**Text provided**
- Opening Delimiter -
# Where to black (or dark) sand?



## Fish dude (Nov 2, 2011)

The post title almost says it all: Where to buy black (or dark) sand?

Short of spending $30 for a little bay at the LFS, does anyone know where I can buy dark sand? I looked at play sand and it too light.

I am doing an SA or CA biotope and want the dark sand for the riverbed look.

Cheers,


----------



## jobber (May 14, 2010)

How much it are you wanting? Your post title doesn't say it all.
I'm assuming you want to BUY black sand and you're wanting a little BAG. I would know where you can get some.

I think you can find them at J&L Aquatics:
Estes Ultra Reef Black Marine Sand - 5lbs
SeaChem Flourite Black Sand - 15lb
SeaChem Flourite Black Freshwater Substrate - 15lb


----------



## Fish dude (Nov 2, 2011)

Hey thanks for the quick post. I don't need much its a 20gal tall tank. I think I would go 3" deep. I guess 20lb bag would do. But I will go and check out J&Ls . Thanks.


----------



## gklaw (May 31, 2010)

Call sponsor Mr. Pets in Coquitlam Dude  They mentioned they will have some in soon in another post. Call them for pricing as well.


----------



## jobber (May 14, 2010)

Fish dude said:


> Hey thanks for the quick post. I don't need much its a 20gal tall tank. I think I would go 3" deep. I guess 20lb bag would do. But I will go and check out J&Ls . Thanks.


3" substrate maybe excessive if you don't plan on having plants. If you plan on growing plant's, 1" to 1.5" substrate would be suffice. 20lbs of sand would be ideal .
- Closing Delimiter -
**Data excerpt**
- Opening Delimiter -
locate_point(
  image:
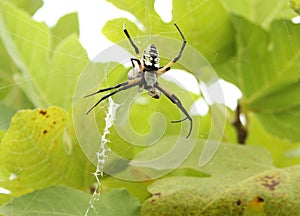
- Closing Delimiter -
**Questions on the material**
1 – Name every product that the black sand forum thread lists as available at J&L Aquatics, along with the bag weight given for each.
2 – Print the part of the black sand forum thread from "The post title" up to and including "the riverbed look.".
3 – Carry on the black sand forum thread from where it stops.

**Your written answers**
1 –
Estes Ultra Reef Black Marine Sand - 5lbs
SeaChem Flourite Black Sand - 15lb
SeaChem Flourite Black Freshwater Substrate - 15lb

2 –
The post title almost says it all: Where to buy black (or dark) sand?

Short of spending $30 for a little bay at the LFS, does anyone know where I can buy dark sand? I looked at play sand and it too light.

I am doing an SA or CA biotope and want the dark sand for the riverbed look.

3 –
For a 20 gallon tall tank (I'm assuming dimensions of 24" length x 12" deep):
3" - To achieve a depth of 3 inches in a tank 24 inches long and 12 wide, you will need to purchase 50 lbs of Silica Sand.
2" - To achieve a depth of 2 inches in a tank 24 inches long and 12 wide, you will need to purchase 33 lbs of Silica Sand .
1" - To achieve a depth of 1 inches in a tank 24 inches long and 12 wide, you will need to purchase 16 lbs of Silica Sand . 
Substrate Calculator

1" of substrate will save you from buying 2" worth and save 576 cubic inches (2x24x12) of area for 2.50 gallons of water volume (calculated by http://www.onlineconversion.com/volume.htm).

Keep that in mind also that sand substrate will have anaerobic air pockets which exposed to the water column in high levels is toxic to your livestock.

As a gauge and reference, I have a 33 gallon long planted tank with dimensions 48" L x 12" W. I have about 1 inch of substrate and I'm able to grow amazon swords and it's extensive root system fine. I bought exactly 30lbs to fill the 48"x12" with 1" of sand.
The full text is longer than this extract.